* Exercise task:
Copy every one of the records below word for word, and leave the pictures out of your copy.

* Records to use:
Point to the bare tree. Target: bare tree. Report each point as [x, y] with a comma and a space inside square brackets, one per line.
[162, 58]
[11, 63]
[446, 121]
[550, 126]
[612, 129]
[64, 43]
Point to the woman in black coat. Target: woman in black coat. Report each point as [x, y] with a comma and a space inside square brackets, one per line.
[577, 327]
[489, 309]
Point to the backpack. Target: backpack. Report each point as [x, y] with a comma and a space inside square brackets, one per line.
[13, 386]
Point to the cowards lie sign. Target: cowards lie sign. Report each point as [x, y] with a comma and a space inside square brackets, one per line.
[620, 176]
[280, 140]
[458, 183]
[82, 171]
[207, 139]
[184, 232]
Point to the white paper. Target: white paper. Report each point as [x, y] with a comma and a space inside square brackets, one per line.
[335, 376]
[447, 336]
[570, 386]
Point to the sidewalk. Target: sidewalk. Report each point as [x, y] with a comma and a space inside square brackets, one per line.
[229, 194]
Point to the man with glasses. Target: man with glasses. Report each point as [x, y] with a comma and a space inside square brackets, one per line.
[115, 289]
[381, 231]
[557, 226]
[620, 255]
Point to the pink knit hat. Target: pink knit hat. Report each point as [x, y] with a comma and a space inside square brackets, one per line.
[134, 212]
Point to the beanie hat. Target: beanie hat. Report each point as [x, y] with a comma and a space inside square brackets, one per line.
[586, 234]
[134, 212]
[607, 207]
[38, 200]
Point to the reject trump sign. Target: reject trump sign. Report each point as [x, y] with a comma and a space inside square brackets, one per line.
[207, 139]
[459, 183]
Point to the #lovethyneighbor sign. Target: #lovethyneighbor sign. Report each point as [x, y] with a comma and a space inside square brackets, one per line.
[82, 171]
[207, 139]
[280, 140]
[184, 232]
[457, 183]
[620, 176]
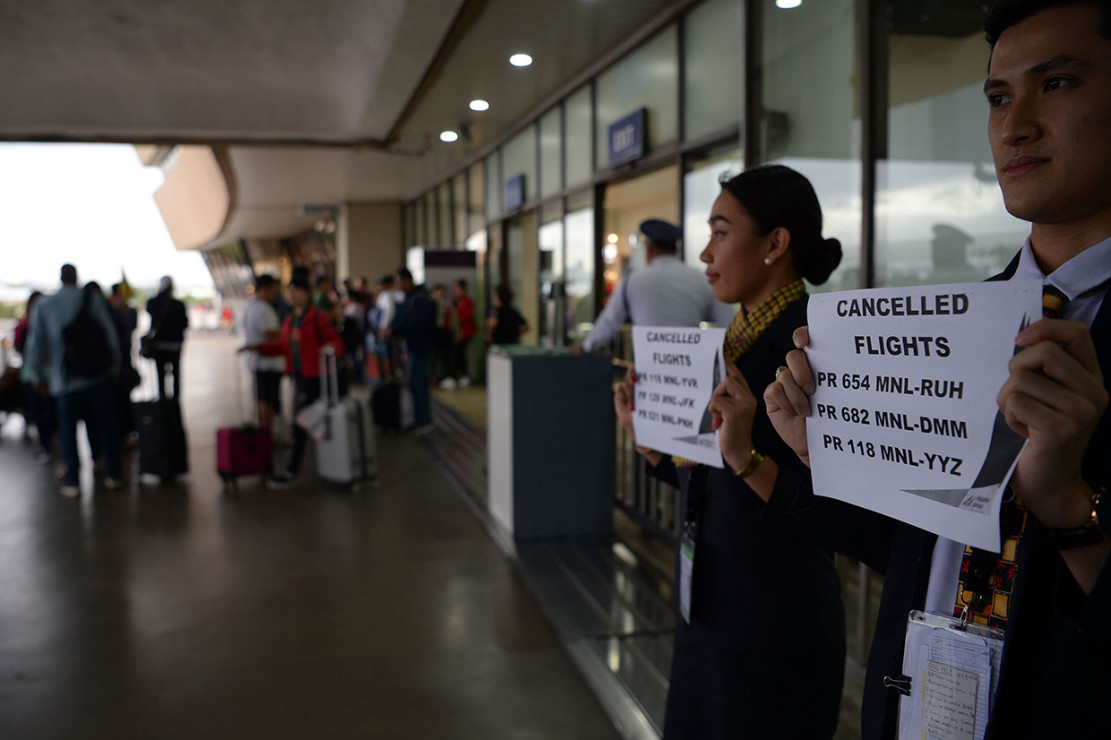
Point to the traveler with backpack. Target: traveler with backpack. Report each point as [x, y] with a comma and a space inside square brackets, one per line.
[73, 329]
[162, 343]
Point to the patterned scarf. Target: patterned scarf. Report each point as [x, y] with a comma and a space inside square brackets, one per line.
[747, 328]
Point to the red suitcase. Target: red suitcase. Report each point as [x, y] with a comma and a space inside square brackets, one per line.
[242, 451]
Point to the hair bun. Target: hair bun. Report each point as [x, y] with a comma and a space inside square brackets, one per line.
[822, 260]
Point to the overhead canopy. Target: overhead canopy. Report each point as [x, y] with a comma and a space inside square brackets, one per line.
[303, 101]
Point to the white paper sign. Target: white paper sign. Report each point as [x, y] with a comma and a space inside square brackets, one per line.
[904, 418]
[677, 371]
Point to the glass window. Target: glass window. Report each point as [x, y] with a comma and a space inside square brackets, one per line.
[647, 78]
[701, 187]
[430, 219]
[519, 157]
[712, 40]
[939, 211]
[551, 152]
[443, 196]
[810, 65]
[421, 230]
[493, 186]
[580, 129]
[579, 267]
[551, 277]
[459, 208]
[476, 207]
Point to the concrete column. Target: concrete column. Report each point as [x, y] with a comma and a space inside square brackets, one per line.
[369, 240]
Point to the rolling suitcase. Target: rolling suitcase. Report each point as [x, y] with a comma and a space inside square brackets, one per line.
[346, 453]
[162, 445]
[387, 402]
[163, 448]
[393, 406]
[243, 450]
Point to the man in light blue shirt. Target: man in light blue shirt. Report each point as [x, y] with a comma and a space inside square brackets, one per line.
[666, 293]
[79, 397]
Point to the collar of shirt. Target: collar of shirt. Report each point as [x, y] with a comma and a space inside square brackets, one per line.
[1083, 278]
[1083, 272]
[662, 260]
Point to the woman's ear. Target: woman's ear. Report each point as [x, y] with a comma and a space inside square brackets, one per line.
[779, 241]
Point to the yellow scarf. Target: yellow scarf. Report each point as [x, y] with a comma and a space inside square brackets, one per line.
[747, 327]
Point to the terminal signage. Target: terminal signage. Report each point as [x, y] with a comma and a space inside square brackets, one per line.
[628, 138]
[514, 192]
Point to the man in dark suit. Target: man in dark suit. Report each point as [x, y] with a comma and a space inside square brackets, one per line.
[1049, 96]
[168, 325]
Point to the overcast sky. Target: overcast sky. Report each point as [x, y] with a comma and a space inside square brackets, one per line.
[89, 205]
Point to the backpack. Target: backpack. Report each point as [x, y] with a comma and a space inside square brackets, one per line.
[87, 345]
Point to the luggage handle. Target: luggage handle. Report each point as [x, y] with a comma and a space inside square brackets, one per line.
[329, 377]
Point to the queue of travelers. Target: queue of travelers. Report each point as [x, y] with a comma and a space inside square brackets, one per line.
[78, 366]
[760, 638]
[760, 641]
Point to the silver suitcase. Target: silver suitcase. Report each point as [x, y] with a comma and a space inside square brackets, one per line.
[347, 452]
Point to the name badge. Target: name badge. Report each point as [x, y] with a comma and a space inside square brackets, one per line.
[950, 673]
[686, 569]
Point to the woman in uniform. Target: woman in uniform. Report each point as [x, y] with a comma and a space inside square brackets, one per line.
[759, 647]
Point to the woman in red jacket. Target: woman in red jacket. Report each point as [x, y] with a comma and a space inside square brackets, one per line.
[467, 328]
[304, 336]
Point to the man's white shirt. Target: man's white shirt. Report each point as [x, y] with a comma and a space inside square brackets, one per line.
[1084, 280]
[664, 293]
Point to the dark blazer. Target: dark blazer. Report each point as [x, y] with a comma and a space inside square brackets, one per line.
[1056, 673]
[174, 322]
[764, 653]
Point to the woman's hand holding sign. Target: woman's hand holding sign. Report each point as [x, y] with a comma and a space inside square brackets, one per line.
[733, 407]
[624, 406]
[788, 397]
[1054, 397]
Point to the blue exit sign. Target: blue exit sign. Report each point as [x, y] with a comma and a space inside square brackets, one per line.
[514, 192]
[628, 138]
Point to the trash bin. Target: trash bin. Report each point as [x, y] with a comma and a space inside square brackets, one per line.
[550, 436]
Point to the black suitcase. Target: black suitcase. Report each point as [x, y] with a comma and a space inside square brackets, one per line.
[386, 406]
[163, 450]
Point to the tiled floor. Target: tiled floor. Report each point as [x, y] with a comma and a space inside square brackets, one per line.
[316, 612]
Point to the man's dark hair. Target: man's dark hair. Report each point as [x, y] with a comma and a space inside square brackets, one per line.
[1007, 13]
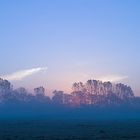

* Exercise output:
Point to the bare tree. Target: bare tree. Report each point as [x, y] with a comma and a space inside square brackets, one per line.
[162, 58]
[11, 63]
[446, 121]
[550, 126]
[612, 129]
[64, 43]
Point to the woman in black coat. Target: woman in black coat. Report each point as [x, y] with a comma and a space inside square brackets, one per line.
[577, 327]
[489, 309]
Point to the backpack. Target: backpack. Report each point as [x, y] with a comma and a space inside square brackets, one per line.
[13, 386]
Point to the cowards lie sign. Target: cowards lie sign. Report each point as [x, y] with a comma and a space inside square brackets, one per line.
[620, 176]
[280, 140]
[458, 183]
[82, 171]
[207, 139]
[184, 232]
Point to the white paper. Target: white paper. Report each point as [x, y] with a comma and a space inside square brackets, one per line.
[335, 376]
[447, 336]
[570, 386]
Point to the sidewalk. Target: sidewalk. Report each point as [x, y] with a comma and a space inside square brackets, one per line.
[229, 194]
Point to the man with glasses. Target: man with glasses. Report each point as [x, y] with a comma and a space inside square brackets, one per line.
[115, 289]
[381, 231]
[557, 226]
[620, 255]
Point to the pink knit hat. Target: pink knit hat. Report each point as [x, y] with a comma and a space inside square brackets, one per line.
[134, 212]
Point to the beanie hat. Target: beanie hat. Report each point as [x, y] with a comma and a space inside square brackets, one per line.
[586, 234]
[134, 212]
[607, 207]
[38, 200]
Point to the reject trump sign. Target: reject trump sign. Report each point as [x, y] with a comma and a space inside square brackets, one per line.
[207, 139]
[459, 183]
Point to the #lovethyneighbor sign. Target: #lovethyneighbor sign. Report each point as [x, y] with a comma and a space inside square brackets, one per line.
[82, 171]
[207, 139]
[280, 140]
[184, 232]
[457, 183]
[620, 176]
Point to the traveler with backpack. Target: traveler with backpack. Report each point as [x, y] with a comma and a space inside square brackets, one per line.
[73, 329]
[162, 343]
Point to the patterned scarf. Target: patterned scarf. Report each point as [x, y] with a comma and a space inside square brackets, one per line.
[747, 328]
Point to the red suitcase. Target: red suitcase. Report each point as [x, y] with a comma and a space inside square brackets, one per line.
[242, 451]
Point to the hair bun. Target: hair bun. Report each point as [x, y] with a comma and a space inside square brackets, one per line.
[822, 260]
Point to the overhead canopy. Target: overhead canopy. Report each point as [x, y] with a comma and a space inside square brackets, one per line.
[303, 101]
Point to the white paper sign. Target: white paper sign. Report each point as [x, y] with a comma and a space inside square brackets, one per line.
[904, 418]
[677, 371]
Point to the glass window. Target: glass window. Report each point as [x, y] with a comma and a space inside square brackets, one per line.
[647, 78]
[701, 187]
[430, 219]
[519, 157]
[712, 40]
[939, 211]
[551, 152]
[443, 196]
[810, 65]
[421, 230]
[493, 186]
[580, 129]
[579, 267]
[551, 277]
[459, 208]
[476, 207]
Point to the concrete column. Target: concrete column. Report each point as [x, y] with a comma and a space inside square brackets, one per line.
[369, 240]
Point to the rolling suitcase. Target: rolling suitcase. Report each point as [x, y] with a comma and a space inside square brackets, one per line.
[346, 453]
[162, 445]
[387, 402]
[163, 448]
[393, 406]
[243, 450]
Point to the man in light blue shirt. Target: man in light blue shirt. Report each point as [x, y] with a comma and a space inside square brackets, one per line.
[666, 293]
[79, 397]
Point to the collar of shirt. Target: collar of shirt. Report each point as [x, y] with a comma and a space inside square brackets, one per line.
[1083, 278]
[1083, 272]
[662, 260]
Point to the woman's ear. Target: woman's ear. Report each point as [x, y] with a comma and a space inside square brackets, one per line.
[779, 241]
Point to the yellow scarf. Target: yellow scarf. Report each point as [x, y] with a comma and a space inside square brackets, one per line.
[747, 327]
Point to the terminal signage. Target: terminal signage. Report each point as [x, y] with a comma and a space inside square brackets, one per line.
[628, 138]
[514, 192]
Point to the man in dark suit. Target: man in dark suit. Report each point as [x, y] with a comma and a space inside square brackets, one per line.
[1049, 96]
[168, 325]
Point to the overcast sky. Target: overcast sky. Report each point as [x, y] with a comma and a space inside square brackets, one per line.
[89, 205]
Point to the backpack. Target: backpack. Report each point as [x, y] with a comma and a space inside square brackets, one per line.
[87, 345]
Point to the luggage handle. Target: luggage handle. Report each point as [x, y] with a comma and a space inside square brackets, one per line.
[329, 377]
Point to the queue of travelers. Target: queue of travelers. Report each point as [x, y] with a comma and a space inside square brackets, one per line.
[78, 366]
[760, 638]
[760, 641]
Point to the silver suitcase. Target: silver suitcase. Report each point as [x, y] with a comma and a space inside square brackets, one per line.
[347, 452]
Point to the name badge. Target: name badge. Report each point as [x, y] with a comma and a space inside square brackets, one per line.
[950, 673]
[686, 569]
Point to the woman in uniform. Target: woman in uniform. Report each point as [x, y] with a comma and a space inside square brackets, one per line.
[759, 647]
Point to the woman in red jacket. Target: woman in red jacket. Report each point as [x, y] with a comma and a space inside square brackets, one per line.
[467, 328]
[304, 336]
Point to the man's white shirt. Target: man's white shirt. Report each point as [x, y] with a comma and a space inside square brackets, one per line.
[1084, 280]
[664, 293]
Point to the dark blazer. Target: dark blazer. Report each point as [x, y] with a comma and a space inside square brackets, one per line.
[1056, 673]
[174, 322]
[764, 653]
Point to the woman's hand holding sign. Target: woman's hand holding sign. Report each point as [x, y] with a comma and a space inside square brackets, one per line.
[733, 407]
[624, 406]
[788, 397]
[1054, 397]
Point to the blue exit sign. Target: blue exit sign. Report each point as [x, y] with a comma and a space inside square brackets, one per line.
[514, 192]
[628, 138]
Point to the trash bin. Target: trash bin. Report each point as [x, y] with a comma and a space inside square brackets, one per line.
[550, 436]
Point to the black suitcase. Target: black suitcase. Report each point as [x, y] with a comma and a space inside square brackets, one per line.
[386, 406]
[163, 450]
Point to the tiled floor. Target: tiled floor. Report each point as [x, y] with a comma and a space inside square brackets, one per line.
[316, 612]
Point to the man's dark hair. Target: man's dark hair. Report each point as [x, y] with a comma and a space inside square brackets, one per line.
[1007, 13]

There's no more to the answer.